From the line that contains "Identify the green stem" through the line that contains "Identify the blurred", output every line of the listing below exactly and leave out all the rest.

**Entries supplied**
◇ ◇ ◇ ◇ ◇ ◇ ◇
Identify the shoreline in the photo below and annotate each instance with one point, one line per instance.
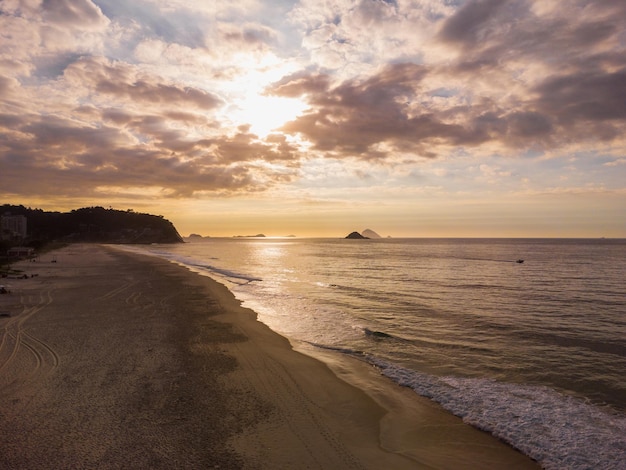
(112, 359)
◇ ◇ ◇ ◇ ◇ ◇ ◇
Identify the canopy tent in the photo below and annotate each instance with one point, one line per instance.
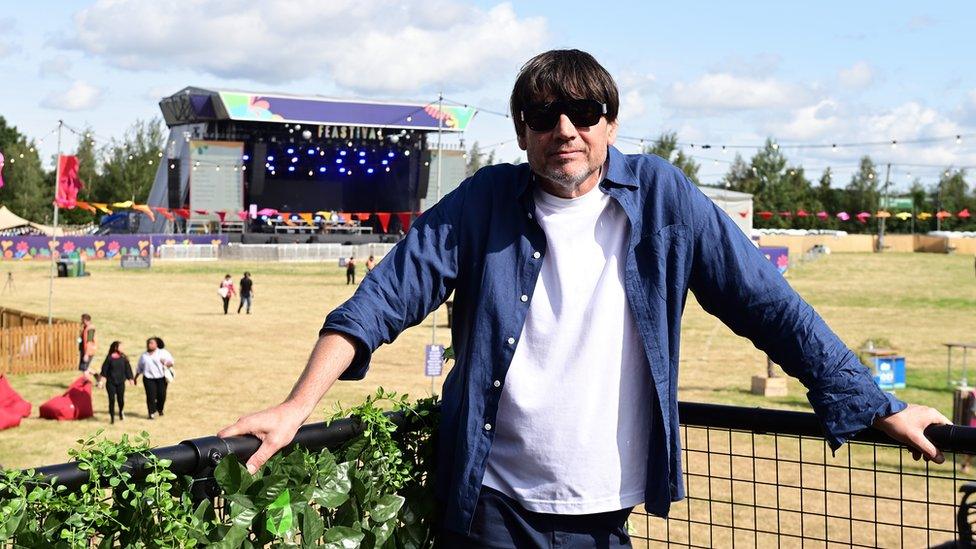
◇ ◇ ◇ ◇ ◇ ◇ ◇
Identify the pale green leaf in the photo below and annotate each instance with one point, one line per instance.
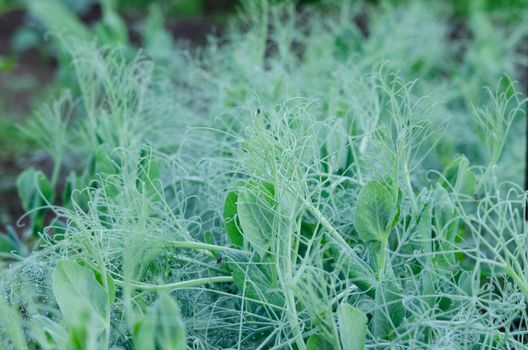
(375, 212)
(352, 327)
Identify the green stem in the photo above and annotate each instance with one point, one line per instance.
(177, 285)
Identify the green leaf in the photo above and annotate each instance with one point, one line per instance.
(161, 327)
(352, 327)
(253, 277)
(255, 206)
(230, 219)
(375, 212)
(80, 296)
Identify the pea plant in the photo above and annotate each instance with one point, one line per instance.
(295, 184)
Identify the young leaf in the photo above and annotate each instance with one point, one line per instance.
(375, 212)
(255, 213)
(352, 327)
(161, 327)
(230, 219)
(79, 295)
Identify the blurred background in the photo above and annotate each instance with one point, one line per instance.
◇ ◇ ◇ ◇ ◇ ◇ ◇
**Task result**
Identify the green stem in the photo above and annotate each instance with one point, one line per instance.
(177, 285)
Identify the green leaf in the photo above and annotate each instance with one point, one line per instance.
(161, 327)
(352, 327)
(253, 277)
(255, 206)
(230, 219)
(375, 212)
(80, 296)
Identify the pea plant in the photo above and annotate each instance with one point, one line per instance.
(295, 184)
Identify the young leaf in the photo above and annotate each instance with one point, one line per instance.
(375, 212)
(255, 213)
(352, 327)
(161, 327)
(230, 219)
(79, 295)
Identify the blurred background in the photo above and annotate each instance with one point, one line per instance.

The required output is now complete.